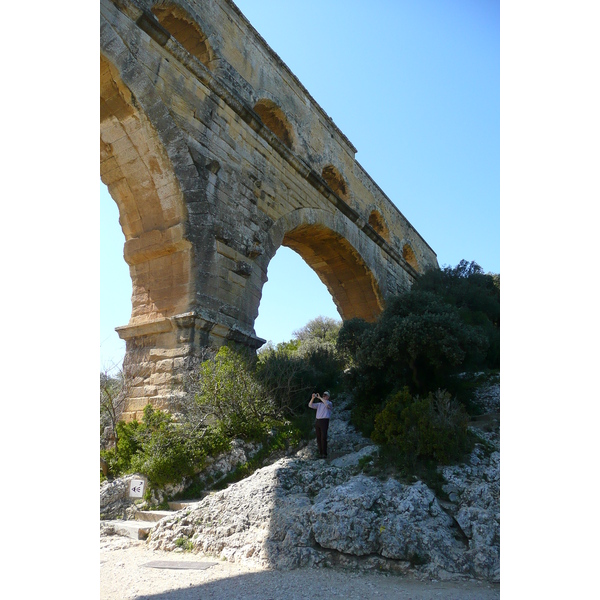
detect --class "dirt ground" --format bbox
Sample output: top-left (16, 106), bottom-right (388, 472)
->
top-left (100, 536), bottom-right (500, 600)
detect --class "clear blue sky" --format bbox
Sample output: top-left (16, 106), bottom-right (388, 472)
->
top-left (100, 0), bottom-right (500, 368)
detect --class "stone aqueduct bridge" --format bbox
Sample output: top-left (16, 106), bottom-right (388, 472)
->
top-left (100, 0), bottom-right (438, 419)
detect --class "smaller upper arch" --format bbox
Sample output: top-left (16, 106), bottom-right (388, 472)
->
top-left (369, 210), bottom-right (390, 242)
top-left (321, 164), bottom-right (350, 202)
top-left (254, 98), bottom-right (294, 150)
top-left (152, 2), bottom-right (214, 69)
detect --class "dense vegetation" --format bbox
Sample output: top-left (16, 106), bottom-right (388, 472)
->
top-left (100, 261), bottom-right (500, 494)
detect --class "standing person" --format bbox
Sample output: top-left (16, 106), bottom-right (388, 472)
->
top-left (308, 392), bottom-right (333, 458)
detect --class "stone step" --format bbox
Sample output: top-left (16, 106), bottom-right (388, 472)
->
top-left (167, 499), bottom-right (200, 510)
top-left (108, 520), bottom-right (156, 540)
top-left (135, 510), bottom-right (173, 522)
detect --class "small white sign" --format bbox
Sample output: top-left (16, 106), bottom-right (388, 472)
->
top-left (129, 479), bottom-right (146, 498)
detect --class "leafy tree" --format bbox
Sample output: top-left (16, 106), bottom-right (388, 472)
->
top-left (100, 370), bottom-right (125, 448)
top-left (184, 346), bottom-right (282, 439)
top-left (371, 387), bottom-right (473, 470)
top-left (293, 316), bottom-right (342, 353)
==
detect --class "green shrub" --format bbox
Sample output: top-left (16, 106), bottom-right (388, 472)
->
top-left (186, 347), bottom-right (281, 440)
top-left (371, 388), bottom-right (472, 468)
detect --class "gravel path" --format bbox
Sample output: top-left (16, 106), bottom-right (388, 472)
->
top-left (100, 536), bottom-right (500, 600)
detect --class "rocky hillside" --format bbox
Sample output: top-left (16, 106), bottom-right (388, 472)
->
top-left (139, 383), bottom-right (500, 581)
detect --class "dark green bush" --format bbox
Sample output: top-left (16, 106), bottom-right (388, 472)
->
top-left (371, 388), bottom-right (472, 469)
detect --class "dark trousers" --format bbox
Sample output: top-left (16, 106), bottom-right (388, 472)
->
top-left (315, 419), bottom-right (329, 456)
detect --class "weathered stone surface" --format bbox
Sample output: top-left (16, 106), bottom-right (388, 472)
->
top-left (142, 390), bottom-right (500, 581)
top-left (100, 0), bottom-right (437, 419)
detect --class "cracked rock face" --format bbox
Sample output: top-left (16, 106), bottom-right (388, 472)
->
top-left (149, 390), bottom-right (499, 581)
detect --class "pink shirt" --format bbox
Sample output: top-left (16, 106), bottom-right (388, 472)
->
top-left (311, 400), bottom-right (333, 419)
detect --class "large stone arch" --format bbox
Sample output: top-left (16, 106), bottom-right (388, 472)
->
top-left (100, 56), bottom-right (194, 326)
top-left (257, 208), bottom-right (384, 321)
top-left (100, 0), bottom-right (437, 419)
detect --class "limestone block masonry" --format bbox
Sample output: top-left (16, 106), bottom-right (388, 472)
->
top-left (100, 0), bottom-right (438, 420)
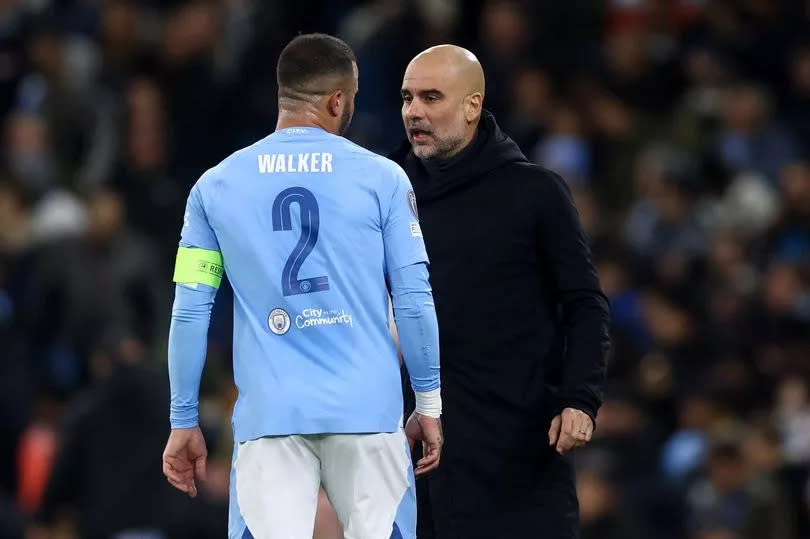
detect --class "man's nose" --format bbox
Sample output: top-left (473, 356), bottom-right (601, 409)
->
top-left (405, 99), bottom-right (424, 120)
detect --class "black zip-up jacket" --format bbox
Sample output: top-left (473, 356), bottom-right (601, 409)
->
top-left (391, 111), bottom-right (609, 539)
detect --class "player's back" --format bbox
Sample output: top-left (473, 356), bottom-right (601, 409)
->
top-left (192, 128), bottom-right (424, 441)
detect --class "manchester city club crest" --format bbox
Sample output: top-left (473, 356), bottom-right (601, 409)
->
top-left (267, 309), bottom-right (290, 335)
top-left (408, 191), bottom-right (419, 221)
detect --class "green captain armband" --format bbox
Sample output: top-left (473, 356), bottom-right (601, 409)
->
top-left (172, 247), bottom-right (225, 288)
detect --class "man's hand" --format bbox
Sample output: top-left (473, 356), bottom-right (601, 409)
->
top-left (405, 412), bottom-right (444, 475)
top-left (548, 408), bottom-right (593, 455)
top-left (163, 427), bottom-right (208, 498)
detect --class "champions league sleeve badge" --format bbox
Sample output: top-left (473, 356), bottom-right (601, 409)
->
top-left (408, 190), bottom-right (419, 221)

**Exercise objective:**
Please find every line above that contains the word "dark" and copy each of those lines in full.

**Exercise solution:**
detect --class "dark green bush" --format bbox
detect --class "dark trousers" --format bbox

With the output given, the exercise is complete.